Recorded data section start
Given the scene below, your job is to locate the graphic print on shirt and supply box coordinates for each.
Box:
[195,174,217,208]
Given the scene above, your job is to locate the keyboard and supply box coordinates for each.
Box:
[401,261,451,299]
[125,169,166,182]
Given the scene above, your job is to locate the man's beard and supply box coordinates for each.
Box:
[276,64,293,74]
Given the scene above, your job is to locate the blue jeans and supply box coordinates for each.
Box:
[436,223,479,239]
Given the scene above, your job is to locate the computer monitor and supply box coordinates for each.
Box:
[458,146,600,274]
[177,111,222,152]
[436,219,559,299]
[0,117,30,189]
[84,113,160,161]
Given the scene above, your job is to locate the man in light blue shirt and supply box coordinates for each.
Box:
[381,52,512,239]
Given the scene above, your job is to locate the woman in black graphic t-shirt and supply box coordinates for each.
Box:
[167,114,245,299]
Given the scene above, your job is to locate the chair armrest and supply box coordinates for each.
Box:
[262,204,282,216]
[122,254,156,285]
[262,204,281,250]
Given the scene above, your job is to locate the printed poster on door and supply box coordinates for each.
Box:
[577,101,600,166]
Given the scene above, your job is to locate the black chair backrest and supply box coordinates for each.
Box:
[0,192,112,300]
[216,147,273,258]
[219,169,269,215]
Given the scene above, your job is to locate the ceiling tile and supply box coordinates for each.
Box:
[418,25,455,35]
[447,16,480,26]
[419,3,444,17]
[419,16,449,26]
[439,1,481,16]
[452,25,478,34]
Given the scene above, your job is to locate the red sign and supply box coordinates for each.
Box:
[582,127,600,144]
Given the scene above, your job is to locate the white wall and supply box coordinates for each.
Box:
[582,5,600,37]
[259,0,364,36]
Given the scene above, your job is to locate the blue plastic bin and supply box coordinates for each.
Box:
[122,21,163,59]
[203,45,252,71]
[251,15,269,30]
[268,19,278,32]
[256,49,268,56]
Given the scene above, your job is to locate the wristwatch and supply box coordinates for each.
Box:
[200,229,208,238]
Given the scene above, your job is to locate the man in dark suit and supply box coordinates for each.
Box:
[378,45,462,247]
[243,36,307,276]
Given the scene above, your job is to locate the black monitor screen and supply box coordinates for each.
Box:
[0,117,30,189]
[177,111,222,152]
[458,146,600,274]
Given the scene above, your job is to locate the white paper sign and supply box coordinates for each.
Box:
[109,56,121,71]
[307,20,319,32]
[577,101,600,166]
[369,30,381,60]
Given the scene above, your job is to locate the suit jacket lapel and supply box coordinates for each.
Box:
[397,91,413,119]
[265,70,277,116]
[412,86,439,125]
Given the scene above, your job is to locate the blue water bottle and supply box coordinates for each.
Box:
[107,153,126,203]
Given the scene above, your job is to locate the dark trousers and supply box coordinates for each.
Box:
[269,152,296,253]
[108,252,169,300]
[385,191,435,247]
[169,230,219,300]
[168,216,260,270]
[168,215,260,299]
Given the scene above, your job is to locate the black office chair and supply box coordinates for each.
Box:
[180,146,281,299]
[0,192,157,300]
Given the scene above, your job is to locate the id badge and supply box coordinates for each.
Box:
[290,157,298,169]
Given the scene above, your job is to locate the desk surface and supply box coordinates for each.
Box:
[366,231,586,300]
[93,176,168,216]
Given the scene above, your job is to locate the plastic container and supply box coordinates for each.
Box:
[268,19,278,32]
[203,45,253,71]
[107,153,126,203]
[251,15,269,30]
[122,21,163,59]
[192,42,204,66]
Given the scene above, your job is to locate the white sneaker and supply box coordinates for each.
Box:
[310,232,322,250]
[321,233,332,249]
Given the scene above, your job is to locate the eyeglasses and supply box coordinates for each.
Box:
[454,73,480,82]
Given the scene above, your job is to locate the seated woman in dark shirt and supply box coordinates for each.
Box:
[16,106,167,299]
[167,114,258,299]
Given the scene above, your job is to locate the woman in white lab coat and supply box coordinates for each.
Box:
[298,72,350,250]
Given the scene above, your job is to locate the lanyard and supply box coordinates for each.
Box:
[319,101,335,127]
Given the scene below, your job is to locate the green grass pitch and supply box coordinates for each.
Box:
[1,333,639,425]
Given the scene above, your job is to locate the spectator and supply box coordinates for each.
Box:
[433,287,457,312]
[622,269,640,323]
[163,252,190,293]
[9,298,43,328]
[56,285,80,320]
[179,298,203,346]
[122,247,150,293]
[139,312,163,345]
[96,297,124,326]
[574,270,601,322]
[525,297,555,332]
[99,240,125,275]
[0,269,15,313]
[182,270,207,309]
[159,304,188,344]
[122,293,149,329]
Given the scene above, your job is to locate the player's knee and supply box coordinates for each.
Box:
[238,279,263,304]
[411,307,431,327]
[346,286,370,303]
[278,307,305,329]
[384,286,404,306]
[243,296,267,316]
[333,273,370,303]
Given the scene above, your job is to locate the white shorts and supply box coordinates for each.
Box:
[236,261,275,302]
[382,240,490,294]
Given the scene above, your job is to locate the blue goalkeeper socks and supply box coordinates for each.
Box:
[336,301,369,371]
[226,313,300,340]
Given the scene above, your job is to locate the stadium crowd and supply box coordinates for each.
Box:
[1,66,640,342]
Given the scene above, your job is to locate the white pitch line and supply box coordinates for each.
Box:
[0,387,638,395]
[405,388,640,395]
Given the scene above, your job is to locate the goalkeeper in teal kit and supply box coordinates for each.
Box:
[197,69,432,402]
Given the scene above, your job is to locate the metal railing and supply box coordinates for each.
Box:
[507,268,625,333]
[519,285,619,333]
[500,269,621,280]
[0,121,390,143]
Recorded data section end
Recorded data section start
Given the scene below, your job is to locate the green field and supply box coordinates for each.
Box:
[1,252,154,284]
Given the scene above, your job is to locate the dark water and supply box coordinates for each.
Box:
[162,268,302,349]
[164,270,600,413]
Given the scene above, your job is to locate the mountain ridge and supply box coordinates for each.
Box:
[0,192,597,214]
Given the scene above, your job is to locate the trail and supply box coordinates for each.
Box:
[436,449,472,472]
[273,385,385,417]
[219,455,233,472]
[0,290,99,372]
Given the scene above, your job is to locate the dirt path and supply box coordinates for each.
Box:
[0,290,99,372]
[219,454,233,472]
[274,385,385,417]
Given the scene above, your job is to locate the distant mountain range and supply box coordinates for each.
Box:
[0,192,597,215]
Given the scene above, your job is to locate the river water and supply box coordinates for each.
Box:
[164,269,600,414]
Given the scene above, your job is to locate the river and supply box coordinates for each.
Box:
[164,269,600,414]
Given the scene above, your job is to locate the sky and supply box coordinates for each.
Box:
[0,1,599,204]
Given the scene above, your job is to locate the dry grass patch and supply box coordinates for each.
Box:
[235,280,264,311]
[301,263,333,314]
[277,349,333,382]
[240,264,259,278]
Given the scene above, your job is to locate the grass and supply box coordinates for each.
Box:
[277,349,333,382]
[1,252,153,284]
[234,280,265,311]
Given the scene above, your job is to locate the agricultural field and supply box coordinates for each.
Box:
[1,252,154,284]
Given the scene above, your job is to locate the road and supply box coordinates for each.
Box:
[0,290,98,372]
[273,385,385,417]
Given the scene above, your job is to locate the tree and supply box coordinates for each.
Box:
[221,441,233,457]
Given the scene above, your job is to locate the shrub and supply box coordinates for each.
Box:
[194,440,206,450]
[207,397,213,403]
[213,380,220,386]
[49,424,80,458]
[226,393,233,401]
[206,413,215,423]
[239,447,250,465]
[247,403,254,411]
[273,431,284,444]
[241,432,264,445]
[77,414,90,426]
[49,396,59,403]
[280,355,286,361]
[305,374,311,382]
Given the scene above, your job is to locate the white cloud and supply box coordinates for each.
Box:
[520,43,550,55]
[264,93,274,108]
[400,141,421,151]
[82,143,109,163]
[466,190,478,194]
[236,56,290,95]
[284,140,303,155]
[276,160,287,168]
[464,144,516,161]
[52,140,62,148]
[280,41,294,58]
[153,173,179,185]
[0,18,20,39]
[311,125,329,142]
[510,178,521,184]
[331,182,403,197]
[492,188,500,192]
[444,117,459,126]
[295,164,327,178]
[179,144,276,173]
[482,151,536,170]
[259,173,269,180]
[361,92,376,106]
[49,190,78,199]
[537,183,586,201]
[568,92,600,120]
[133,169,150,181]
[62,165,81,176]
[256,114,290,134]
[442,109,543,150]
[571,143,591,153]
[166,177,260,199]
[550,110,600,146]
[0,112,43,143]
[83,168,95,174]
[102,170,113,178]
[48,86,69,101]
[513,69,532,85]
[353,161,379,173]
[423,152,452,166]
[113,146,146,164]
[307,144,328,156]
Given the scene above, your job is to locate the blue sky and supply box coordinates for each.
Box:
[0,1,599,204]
Recorded data section end
Assignment:
Look for the string "water" in the listing above and copy every line holding it.

Task solution:
Given the scene above, your job is to locate the blue water bottle and supply box coordinates for each.
Given the scene above, your job is to locate the dark water and supply box coordinates for each.
Given the scene above, your job is to locate the river water and supply box coordinates for each.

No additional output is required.